(Point labeling records)
********

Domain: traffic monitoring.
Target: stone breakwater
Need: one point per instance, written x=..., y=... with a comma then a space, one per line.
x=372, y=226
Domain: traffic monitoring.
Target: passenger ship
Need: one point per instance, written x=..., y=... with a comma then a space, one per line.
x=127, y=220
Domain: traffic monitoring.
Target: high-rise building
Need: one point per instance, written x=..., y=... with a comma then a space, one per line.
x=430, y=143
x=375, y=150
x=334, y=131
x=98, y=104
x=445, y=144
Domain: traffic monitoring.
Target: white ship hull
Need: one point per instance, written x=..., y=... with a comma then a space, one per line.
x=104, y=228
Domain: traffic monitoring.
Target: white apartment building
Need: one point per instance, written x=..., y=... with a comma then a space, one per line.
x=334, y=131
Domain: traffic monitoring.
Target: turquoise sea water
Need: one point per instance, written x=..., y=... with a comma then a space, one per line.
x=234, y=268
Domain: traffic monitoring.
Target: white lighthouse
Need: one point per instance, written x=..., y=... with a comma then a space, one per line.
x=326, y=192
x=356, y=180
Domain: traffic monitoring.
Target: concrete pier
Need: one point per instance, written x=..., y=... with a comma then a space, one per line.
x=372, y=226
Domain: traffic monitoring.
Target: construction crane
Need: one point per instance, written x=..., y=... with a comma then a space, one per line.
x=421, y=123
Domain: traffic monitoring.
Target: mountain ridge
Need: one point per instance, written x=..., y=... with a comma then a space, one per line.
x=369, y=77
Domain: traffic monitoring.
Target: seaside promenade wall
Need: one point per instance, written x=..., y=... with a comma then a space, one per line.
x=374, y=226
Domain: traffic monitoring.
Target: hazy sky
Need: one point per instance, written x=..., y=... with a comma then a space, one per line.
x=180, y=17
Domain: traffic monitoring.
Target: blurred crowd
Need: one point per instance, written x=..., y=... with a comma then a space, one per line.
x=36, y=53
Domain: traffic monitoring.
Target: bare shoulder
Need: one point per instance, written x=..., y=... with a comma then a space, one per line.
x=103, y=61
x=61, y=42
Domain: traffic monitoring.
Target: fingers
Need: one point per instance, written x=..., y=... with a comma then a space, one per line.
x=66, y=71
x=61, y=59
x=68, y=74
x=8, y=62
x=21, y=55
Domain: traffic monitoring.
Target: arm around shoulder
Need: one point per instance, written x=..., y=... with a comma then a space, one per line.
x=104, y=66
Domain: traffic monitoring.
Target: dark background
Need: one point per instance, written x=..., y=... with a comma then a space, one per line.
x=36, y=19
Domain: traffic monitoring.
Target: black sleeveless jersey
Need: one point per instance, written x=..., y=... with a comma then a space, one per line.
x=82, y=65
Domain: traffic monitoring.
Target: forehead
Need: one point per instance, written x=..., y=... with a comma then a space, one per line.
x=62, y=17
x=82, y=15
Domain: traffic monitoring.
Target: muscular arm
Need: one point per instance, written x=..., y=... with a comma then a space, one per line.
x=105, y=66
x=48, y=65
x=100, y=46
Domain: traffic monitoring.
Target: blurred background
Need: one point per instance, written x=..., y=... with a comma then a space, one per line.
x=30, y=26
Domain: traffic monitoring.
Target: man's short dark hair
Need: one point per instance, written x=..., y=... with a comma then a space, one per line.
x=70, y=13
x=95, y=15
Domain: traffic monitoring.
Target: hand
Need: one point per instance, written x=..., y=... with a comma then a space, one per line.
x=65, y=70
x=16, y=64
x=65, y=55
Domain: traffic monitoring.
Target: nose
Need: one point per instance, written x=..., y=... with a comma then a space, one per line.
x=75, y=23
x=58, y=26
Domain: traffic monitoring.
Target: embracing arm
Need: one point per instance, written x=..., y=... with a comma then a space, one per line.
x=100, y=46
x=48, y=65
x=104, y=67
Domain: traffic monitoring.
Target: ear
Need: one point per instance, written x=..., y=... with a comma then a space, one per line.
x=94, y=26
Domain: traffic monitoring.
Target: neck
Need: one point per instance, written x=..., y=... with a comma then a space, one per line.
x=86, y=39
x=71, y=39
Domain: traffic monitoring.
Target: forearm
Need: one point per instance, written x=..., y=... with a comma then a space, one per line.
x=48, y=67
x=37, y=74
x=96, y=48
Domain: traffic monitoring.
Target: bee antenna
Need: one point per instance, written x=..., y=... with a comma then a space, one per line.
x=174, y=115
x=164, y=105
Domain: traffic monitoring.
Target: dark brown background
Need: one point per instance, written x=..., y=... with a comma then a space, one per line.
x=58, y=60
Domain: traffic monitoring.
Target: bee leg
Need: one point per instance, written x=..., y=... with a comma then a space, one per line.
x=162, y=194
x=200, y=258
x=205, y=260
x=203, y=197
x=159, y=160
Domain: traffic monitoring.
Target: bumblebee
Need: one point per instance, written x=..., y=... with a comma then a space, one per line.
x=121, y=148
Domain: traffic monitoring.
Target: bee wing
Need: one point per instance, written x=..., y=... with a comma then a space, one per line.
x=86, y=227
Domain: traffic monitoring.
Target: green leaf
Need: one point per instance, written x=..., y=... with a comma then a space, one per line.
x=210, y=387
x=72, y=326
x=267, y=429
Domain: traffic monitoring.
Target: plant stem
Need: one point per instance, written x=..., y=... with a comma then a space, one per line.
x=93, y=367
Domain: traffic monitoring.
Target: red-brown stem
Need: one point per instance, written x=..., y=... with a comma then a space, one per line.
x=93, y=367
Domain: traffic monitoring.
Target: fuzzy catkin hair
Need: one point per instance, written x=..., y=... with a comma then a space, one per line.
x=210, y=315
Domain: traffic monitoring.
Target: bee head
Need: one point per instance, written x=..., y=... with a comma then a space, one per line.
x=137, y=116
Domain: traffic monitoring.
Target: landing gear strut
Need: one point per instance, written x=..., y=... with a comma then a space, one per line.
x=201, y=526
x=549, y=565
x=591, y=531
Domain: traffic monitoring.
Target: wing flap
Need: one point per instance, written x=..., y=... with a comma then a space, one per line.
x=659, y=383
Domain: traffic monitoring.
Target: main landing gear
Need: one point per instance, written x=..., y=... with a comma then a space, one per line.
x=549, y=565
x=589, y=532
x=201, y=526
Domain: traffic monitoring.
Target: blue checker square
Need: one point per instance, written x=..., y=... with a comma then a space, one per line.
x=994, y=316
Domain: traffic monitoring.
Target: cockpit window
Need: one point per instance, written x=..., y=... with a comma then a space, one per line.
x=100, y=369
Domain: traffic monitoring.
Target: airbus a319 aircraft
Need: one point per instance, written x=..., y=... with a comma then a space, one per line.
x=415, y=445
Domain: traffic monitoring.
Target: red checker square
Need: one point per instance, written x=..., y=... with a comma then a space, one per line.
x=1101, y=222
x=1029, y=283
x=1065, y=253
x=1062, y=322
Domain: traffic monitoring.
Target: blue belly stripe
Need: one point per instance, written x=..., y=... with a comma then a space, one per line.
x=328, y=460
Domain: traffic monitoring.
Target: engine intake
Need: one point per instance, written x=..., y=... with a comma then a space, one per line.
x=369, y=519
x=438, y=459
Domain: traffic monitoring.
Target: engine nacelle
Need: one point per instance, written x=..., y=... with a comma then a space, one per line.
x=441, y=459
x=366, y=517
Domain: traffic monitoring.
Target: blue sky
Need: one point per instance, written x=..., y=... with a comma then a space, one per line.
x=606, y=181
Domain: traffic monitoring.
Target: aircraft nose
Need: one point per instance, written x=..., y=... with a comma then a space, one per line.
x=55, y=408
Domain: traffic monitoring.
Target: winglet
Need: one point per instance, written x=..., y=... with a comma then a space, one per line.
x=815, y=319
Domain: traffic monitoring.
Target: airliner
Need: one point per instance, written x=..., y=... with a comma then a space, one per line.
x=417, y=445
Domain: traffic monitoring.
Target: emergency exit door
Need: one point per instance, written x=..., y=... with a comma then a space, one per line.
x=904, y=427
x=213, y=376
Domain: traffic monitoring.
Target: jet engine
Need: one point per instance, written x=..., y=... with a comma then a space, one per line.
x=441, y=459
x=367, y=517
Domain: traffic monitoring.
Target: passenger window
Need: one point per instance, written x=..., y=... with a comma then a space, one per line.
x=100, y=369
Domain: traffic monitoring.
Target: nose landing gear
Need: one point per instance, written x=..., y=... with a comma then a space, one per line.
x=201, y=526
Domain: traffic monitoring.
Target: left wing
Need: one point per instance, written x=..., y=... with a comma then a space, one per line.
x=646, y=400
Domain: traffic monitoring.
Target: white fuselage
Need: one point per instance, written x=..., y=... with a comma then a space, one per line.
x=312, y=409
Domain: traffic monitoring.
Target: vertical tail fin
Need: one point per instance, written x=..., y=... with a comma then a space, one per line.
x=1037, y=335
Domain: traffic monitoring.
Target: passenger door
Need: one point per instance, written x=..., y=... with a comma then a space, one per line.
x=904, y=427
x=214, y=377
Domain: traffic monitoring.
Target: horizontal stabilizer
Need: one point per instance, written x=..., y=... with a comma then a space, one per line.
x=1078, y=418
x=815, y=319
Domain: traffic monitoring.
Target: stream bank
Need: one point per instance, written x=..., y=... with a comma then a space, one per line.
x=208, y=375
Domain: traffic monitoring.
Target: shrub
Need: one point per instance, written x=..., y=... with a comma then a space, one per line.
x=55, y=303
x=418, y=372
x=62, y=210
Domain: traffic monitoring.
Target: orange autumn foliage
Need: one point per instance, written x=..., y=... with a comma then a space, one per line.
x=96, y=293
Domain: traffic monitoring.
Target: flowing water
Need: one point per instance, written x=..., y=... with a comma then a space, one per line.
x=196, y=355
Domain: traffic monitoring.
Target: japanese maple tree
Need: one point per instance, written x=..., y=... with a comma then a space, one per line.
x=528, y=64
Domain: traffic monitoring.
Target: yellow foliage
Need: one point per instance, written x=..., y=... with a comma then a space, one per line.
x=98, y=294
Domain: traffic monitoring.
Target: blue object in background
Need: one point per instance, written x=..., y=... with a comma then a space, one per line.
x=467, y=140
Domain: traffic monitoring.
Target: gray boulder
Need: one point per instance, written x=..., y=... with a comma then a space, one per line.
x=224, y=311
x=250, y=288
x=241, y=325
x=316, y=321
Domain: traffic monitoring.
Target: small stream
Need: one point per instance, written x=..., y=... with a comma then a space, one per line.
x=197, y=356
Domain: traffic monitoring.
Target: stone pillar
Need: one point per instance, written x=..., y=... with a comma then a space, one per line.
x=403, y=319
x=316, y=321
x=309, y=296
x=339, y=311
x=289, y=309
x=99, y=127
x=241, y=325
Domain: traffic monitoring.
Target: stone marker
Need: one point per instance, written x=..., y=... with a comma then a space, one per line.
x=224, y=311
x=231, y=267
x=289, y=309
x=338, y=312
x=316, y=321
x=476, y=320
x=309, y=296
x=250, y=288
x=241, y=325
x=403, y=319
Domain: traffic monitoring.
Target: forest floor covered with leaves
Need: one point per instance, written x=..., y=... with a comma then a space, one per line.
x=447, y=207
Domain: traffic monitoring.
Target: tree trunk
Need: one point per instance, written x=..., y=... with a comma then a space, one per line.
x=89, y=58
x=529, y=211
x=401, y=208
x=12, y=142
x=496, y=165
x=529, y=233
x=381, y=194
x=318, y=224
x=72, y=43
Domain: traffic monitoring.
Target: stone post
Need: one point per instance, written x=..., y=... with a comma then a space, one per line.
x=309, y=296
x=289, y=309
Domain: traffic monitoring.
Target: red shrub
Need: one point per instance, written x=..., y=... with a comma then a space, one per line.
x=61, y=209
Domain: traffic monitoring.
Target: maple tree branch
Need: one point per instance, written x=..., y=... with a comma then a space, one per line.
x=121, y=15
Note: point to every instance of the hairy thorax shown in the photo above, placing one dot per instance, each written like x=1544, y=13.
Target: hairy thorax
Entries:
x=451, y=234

********

▸ Aim of the exercise:
Print word for word the lines of the records from the very first line through the line that contains "x=127, y=220", including both of those lines.

▸ Correct answer:
Domain: traffic monitoring.
Target: stone breakwater
Need: one point per instance, written x=..., y=... with a comma then a space, one per line.
x=372, y=226
Domain: traffic monitoring.
Target: passenger ship
Need: one point per instance, written x=..., y=... with a comma then a space, one per line.
x=127, y=220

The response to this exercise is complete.